Document text.
Sunday, June 13, 2004

Greatest President of the 20th Century (Part One)

(If you didn't read the Introduction post from earlier this evening, go read it first)

Bottom of the Barrel One of the first elimination criteria I came up with was that any President that ran for reelection to a second term and lost can't qualify for greatest. While I said earlier that this was not just a popularity contest, it seemed reasonable that if a President, with the power of the office behind him, can't get reelected, then there must be some huge negatives that should disqualify them from the greatness discussion.

If we accept that, we disqualify Taft, Hoover, Ford, Carter and Bush. As Harding is generally considered one of the five worst Presidents in history, I'm going to add him to this list as well.

I find a lot of parallels between Hoover and Carter - both were engineers that paid too much attention to detail and were much more comfortable with numbers than with people. Each started efforts and programs to correct serious economic problems (the roots of which in both cases went much further back than their terms) that their successors were able to take credit for. Both were defeated for reelection by charismatic leaders that clearly then set the terms of the political debate for years to come (Roosevelt's New Deal and Reagan's conservative revolution). I think they're both unfairly maligned to some extent, but clearly neither can be called the greatest President of the century.

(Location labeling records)
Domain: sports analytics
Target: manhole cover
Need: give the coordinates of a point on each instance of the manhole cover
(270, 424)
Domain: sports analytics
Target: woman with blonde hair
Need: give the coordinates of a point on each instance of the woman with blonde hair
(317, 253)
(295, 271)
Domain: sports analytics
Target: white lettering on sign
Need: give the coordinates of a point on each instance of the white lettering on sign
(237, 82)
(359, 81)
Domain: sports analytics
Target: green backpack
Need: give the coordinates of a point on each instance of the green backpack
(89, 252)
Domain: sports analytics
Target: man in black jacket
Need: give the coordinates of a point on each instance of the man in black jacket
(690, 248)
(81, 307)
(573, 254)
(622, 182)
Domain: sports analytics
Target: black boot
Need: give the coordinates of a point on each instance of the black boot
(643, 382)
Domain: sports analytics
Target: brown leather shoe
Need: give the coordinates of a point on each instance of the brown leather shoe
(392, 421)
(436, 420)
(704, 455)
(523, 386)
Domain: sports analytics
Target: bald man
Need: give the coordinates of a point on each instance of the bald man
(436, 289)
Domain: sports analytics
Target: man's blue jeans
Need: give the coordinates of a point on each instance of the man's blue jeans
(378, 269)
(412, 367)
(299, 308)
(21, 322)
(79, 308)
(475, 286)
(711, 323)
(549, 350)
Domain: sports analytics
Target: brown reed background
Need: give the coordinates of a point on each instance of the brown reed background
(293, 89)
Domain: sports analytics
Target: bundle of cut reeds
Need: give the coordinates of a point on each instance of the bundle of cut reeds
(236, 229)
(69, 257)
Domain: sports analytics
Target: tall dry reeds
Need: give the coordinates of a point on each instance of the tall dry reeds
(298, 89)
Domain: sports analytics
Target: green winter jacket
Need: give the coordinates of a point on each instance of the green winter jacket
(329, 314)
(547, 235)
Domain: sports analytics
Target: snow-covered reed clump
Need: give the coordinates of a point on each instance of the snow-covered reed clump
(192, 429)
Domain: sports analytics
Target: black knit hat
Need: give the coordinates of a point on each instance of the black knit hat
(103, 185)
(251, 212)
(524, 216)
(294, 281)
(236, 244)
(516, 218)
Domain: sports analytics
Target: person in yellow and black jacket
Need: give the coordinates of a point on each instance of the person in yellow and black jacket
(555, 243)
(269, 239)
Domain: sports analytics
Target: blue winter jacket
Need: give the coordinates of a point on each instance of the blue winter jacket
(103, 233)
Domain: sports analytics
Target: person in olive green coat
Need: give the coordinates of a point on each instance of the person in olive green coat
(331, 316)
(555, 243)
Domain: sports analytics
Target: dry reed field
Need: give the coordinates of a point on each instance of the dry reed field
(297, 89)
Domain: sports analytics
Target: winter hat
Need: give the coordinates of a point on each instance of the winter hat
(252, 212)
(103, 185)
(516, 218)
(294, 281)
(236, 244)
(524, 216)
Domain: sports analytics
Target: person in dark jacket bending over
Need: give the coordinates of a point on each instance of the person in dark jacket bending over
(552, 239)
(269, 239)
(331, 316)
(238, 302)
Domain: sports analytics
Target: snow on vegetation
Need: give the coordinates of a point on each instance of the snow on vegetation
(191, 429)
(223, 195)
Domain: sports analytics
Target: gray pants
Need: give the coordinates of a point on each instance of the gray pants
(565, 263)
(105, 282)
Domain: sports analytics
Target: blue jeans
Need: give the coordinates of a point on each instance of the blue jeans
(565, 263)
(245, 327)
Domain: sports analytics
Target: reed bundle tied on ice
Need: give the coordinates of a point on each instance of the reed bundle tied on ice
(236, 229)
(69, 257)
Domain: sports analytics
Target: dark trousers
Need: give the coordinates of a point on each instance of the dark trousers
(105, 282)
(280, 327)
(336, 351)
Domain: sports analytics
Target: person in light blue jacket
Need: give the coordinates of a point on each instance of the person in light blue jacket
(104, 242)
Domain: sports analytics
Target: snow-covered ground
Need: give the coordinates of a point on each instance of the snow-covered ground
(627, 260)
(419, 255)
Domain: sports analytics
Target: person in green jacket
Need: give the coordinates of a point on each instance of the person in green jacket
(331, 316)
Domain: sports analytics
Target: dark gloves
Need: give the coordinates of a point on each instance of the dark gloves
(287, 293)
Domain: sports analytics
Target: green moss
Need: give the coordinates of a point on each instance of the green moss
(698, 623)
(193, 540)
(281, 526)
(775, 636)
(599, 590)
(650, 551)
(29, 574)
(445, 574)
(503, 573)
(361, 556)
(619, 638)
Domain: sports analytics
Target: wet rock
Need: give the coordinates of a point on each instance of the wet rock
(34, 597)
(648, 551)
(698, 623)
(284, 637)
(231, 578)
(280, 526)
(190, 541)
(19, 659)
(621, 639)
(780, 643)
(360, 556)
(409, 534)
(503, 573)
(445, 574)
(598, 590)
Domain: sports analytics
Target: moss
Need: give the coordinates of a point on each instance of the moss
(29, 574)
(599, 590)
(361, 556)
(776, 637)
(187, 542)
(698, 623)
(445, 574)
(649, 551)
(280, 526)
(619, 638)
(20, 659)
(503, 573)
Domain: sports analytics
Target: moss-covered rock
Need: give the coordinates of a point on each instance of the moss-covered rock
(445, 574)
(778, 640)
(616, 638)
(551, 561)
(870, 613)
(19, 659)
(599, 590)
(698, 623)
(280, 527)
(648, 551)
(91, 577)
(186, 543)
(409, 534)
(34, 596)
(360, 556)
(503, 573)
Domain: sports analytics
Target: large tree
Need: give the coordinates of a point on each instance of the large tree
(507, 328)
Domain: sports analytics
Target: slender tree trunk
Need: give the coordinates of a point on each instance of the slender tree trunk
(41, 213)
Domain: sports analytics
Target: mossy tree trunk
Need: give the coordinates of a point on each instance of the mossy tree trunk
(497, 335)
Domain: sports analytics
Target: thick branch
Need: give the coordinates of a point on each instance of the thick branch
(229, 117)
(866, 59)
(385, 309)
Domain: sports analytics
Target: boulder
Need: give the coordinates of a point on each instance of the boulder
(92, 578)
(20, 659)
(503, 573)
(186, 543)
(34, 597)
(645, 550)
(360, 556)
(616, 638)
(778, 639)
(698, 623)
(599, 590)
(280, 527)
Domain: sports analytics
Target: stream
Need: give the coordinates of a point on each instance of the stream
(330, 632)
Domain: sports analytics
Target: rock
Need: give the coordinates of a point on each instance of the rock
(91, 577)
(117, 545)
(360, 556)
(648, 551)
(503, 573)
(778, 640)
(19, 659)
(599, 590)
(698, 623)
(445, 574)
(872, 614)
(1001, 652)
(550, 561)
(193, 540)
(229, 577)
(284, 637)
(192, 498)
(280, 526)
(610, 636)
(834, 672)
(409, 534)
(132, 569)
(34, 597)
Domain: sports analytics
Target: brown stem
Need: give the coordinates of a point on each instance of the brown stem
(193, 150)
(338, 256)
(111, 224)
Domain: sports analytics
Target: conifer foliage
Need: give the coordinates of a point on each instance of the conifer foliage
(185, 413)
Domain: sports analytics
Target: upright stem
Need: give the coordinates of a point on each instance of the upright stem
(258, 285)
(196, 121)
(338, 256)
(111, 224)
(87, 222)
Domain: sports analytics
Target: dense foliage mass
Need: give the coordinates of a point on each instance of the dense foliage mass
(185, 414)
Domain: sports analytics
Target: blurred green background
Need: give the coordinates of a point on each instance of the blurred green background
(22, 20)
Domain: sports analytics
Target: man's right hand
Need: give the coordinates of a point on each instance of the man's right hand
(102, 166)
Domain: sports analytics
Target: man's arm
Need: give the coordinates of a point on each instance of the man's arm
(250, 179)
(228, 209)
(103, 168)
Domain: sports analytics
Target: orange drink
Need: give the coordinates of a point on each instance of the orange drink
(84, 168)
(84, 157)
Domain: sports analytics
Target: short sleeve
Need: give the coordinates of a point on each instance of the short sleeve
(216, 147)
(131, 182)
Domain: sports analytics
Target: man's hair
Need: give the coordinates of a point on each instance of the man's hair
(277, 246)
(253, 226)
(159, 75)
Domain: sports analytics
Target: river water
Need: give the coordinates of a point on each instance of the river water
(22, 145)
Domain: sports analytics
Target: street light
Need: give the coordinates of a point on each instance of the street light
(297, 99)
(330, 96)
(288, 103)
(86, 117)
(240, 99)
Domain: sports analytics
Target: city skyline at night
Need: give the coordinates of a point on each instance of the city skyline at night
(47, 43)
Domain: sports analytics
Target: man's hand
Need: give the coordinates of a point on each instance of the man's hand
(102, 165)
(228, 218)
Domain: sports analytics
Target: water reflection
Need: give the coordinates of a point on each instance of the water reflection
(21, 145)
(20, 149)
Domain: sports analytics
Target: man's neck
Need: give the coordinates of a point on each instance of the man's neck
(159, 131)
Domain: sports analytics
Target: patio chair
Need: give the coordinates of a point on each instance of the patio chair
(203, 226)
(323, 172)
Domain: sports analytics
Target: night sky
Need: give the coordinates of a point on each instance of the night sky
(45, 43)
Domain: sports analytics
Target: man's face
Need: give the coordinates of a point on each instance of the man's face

Required task 1. In the post on the greatest President of the 20th century, shorten the paragraph beginning "I find a lot of parallels" as a list, keeping its main facts.
Required task 2. Rewrite the part of the presidents post starting at "(If you didn't" and ending at "the greatness discussion.", replacing "elimination criteria" with "disqualification rules".
Required task 3. Continue the post on the greatest President of the 20th century from the point where it stops.

Response 1.
- Hoover and Carter were both engineers who focused too much on detail and were more comfortable with numbers than with people.
- Each began efforts to fix serious economic problems, whose roots went back well before their terms, and their successors took credit for the results.
- Both lost reelection to charismatic leaders who then set the terms of political debate for years: Roosevelt with the New Deal and Reagan with the conservative revolution.
- The author finds both somewhat unfairly maligned, but neither can be called the century's greatest President.

Response 2.
(If you didn't read the Introduction post from earlier this evening, go read it first)

Bottom of the Barrel One of the first disqualification rules I came up with was that any President that ran for reelection to a second term and lost can't qualify for greatest. While I said earlier that this was not just a popularity contest, it seemed reasonable that if a President, with the power of the office behind him, can't get reelected, then there must be some huge negatives that should disqualify them from the greatness discussion.

Response 3.
Taft was TR's handpicked successor, but tried to walk a line between TR's progressivism and the conservatism of the other half of his party - and the whole time all he really wanted was to be on the Supreme Court (a wish that was finally granted). He continued the trust-busting of the previous administration, which certainly didn't endear him to the more conservative arm of the party, but the increased tariffs and the retreat from internationalism caused TR to pull a large chunk of the Republican vote with him away from Taft, opening the door for Wilson's win in 1912.

Ford never really had a chance, but he didn't help himself in any way. The response to the runaway inflation resulting from the Nixon wage and price freezes (remember WIN buttons?) was woefully inadequate and the pardoning of Nixon really hurt Ford's reputation.

Frankly it's too early to adequately evaluate Bush's administration - but clearly whatever one thought of the Persian Gulf war, any positive view was negated by his handling of the economy and the continually growing budget deficits.

Harding is generally viewed as a disaster. I have nothing with which to argue against that.

So that's six down, eleven to go!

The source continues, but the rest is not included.